SUPPLIED DATA
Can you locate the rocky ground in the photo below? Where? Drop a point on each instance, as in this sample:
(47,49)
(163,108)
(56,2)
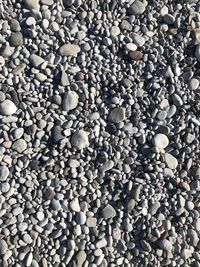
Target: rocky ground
(99,133)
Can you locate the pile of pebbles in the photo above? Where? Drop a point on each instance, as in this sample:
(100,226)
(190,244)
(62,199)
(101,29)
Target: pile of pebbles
(99,133)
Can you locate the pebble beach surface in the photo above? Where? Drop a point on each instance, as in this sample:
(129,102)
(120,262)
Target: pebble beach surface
(99,133)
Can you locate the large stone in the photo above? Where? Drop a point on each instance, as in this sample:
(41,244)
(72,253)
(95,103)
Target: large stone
(69,50)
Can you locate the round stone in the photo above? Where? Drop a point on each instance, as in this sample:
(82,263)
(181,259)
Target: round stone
(69,50)
(70,101)
(7,107)
(81,218)
(20,145)
(137,8)
(4,172)
(171,161)
(108,212)
(80,139)
(117,115)
(16,39)
(3,247)
(160,141)
(193,84)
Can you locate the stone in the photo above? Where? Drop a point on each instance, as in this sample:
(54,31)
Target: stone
(170,161)
(81,218)
(108,165)
(36,60)
(14,25)
(7,107)
(135,55)
(193,84)
(47,2)
(139,41)
(3,247)
(29,259)
(177,100)
(160,141)
(101,243)
(137,8)
(16,39)
(64,79)
(49,193)
(4,172)
(91,222)
(70,101)
(197,52)
(117,115)
(165,245)
(32,4)
(169,19)
(131,47)
(74,205)
(56,134)
(108,212)
(55,204)
(69,50)
(80,140)
(114,31)
(20,145)
(80,258)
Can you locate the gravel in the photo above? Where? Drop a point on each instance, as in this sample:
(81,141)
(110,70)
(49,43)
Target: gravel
(99,140)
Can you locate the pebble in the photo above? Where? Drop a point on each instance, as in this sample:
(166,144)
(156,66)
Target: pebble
(137,8)
(69,50)
(197,52)
(80,259)
(4,173)
(20,145)
(170,161)
(117,115)
(193,84)
(81,218)
(16,39)
(136,55)
(108,212)
(101,243)
(139,41)
(3,247)
(36,60)
(160,141)
(80,140)
(7,107)
(114,31)
(74,205)
(70,101)
(165,245)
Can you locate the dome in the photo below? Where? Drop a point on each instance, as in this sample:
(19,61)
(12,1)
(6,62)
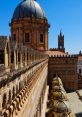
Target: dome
(28,9)
(59,96)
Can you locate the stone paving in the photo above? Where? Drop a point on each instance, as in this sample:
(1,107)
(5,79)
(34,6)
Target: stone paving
(75,102)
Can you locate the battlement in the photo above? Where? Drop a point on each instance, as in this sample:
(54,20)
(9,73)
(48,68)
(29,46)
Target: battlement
(63,56)
(57,49)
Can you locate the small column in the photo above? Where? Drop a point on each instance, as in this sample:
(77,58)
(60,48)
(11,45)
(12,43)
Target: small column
(21,57)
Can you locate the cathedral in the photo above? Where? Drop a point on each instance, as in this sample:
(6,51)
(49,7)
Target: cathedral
(35,80)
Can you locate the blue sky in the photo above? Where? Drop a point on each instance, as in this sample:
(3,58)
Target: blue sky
(61,14)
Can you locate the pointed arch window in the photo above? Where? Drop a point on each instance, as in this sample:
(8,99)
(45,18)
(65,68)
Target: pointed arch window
(27,37)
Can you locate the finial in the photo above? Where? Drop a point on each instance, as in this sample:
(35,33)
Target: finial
(61,32)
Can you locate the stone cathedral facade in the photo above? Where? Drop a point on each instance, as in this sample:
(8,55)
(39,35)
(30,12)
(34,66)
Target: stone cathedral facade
(28,67)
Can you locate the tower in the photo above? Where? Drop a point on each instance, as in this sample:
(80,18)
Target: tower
(29,25)
(61,42)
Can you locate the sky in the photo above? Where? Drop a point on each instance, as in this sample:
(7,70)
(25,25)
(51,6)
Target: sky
(65,15)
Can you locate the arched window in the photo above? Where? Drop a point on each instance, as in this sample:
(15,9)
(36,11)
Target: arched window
(1,57)
(12,57)
(41,38)
(9,98)
(14,37)
(4,100)
(13,92)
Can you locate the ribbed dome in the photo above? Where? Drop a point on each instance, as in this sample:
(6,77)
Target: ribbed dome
(28,9)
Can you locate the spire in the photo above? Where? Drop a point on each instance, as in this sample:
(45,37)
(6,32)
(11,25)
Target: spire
(61,32)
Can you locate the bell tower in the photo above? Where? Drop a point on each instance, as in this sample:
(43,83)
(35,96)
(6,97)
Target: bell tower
(61,42)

YOUR OBJECTIVE
Can you transcribe all of the lines above word for word, leaving out the pictures?

COMPLETE OUTPUT
Can you locate the rocky ground in the photo below? Where? Drop a point on each instance, as in this sample:
(47,49)
(163,108)
(56,2)
Target: rocky ground
(99,133)
Can you locate the pile of pebbles in the photo above? Where? Drop a point on each instance, as in this sample:
(100,226)
(190,244)
(62,199)
(101,29)
Target: pile of pebbles
(99,133)
Can you locate the pebble beach surface in the photo above? Where? Drop a point on each instance, as in this sample:
(129,102)
(120,262)
Target: pebble beach surface
(99,133)
Can you locate the large stone in the photo above? Where? Drop a point on each instance, as in this sample:
(41,244)
(72,253)
(95,103)
Target: large stone
(69,50)
Can you locate the round stone in the photo above? Where? Drop a point on each instance, as in this sample:
(82,263)
(181,259)
Target: round stone
(69,50)
(70,101)
(7,107)
(81,218)
(20,145)
(137,8)
(4,172)
(171,161)
(108,212)
(80,139)
(117,115)
(16,39)
(3,247)
(160,141)
(193,84)
Can you locate the stone in the photo above? Where? Drop a point on each instance, as in this sample:
(54,31)
Target: stone
(170,161)
(81,218)
(108,165)
(36,60)
(14,25)
(7,107)
(135,55)
(193,84)
(47,2)
(139,41)
(3,247)
(29,259)
(177,100)
(160,141)
(101,243)
(137,8)
(16,39)
(64,79)
(49,193)
(4,172)
(91,222)
(70,101)
(197,52)
(117,115)
(165,245)
(32,4)
(169,19)
(131,47)
(74,205)
(56,134)
(108,212)
(55,204)
(69,50)
(80,140)
(114,31)
(20,145)
(80,258)
Can you locate the gravel in the photo above? Where? Drop a point on each instance, as in this sample:
(81,141)
(110,70)
(49,43)
Target: gravel
(99,140)
Can you locate the pebble in the photo above? Where? Drop a point on each instance, as in this sample:
(166,144)
(156,66)
Target: pebble
(137,8)
(69,50)
(197,52)
(80,259)
(4,173)
(20,145)
(170,161)
(117,115)
(193,84)
(81,218)
(16,39)
(136,55)
(108,212)
(101,243)
(139,41)
(3,247)
(36,60)
(160,141)
(80,140)
(7,107)
(114,31)
(74,205)
(70,101)
(165,245)
Can you locate the dome in the photo below? Where? Drop a point on each instance, as in this sample:
(19,61)
(12,1)
(6,62)
Target: dome
(28,9)
(59,96)
Can you locate the stone paving in the photo above? Where? Drop a point on each instance, as in this sample:
(1,107)
(5,79)
(34,6)
Target: stone paving
(75,102)
Can you locate the battlement in the photo above? Where? Drop a point on each instance, as in this sample:
(54,20)
(9,73)
(48,68)
(29,46)
Target: battlement
(63,56)
(57,49)
Can you locate the small column in the photo above? Where? Drop a point on each instance, as in this sample:
(77,58)
(60,48)
(11,45)
(12,43)
Target: small column
(21,57)
Can you locate the cathedral in the photo above? Where? Drop a point on each instance, as in this sample:
(6,51)
(49,7)
Target: cathedral
(35,80)
Can you locate the blue sky in the photo above? Where? Drop a point on each instance, as in this sample:
(3,58)
Target: blue sky
(61,14)
Can you locate the pointed arch window in the photo above? Where? Drop a point on each instance, as in this sample:
(8,99)
(45,18)
(65,68)
Target: pointed arch window
(27,37)
Can you locate the finial in the photo above? Where? Drop a point on each instance, as in this sample:
(35,33)
Target: finial
(61,32)
Can you locate the stone cathedral facade in the photo above? Where? Drop a point on each instance, as in this sample:
(8,55)
(39,35)
(30,12)
(34,66)
Target: stone cathedral facade
(28,67)
Can you locate the tower in the photo above? Where? Drop a point on each instance, as in this sample:
(80,18)
Target: tower
(29,25)
(61,42)
Can you locate the sky in the photo above? Where? Drop a point on each instance, as in this sample:
(7,70)
(25,25)
(51,6)
Target: sky
(65,15)
Can you locate the arched window in the photo above? Where? Drop a point on each instance, as in this sample:
(15,9)
(36,11)
Target: arched window
(1,57)
(12,57)
(41,38)
(9,98)
(14,37)
(4,100)
(13,92)
Can you locate the ribbed dome in the photo above? Where? Drop a point on each instance, as in this sample:
(6,77)
Target: ribbed dome
(28,9)
Can you locate the spire in the photo above? Where? Drop a point on each instance, as in this sample:
(45,37)
(6,32)
(11,25)
Target: spire
(61,32)
Can you locate the bell tower in the photo above? Where? Drop a point on each instance, as in this sample:
(43,83)
(35,96)
(6,97)
Target: bell tower
(61,42)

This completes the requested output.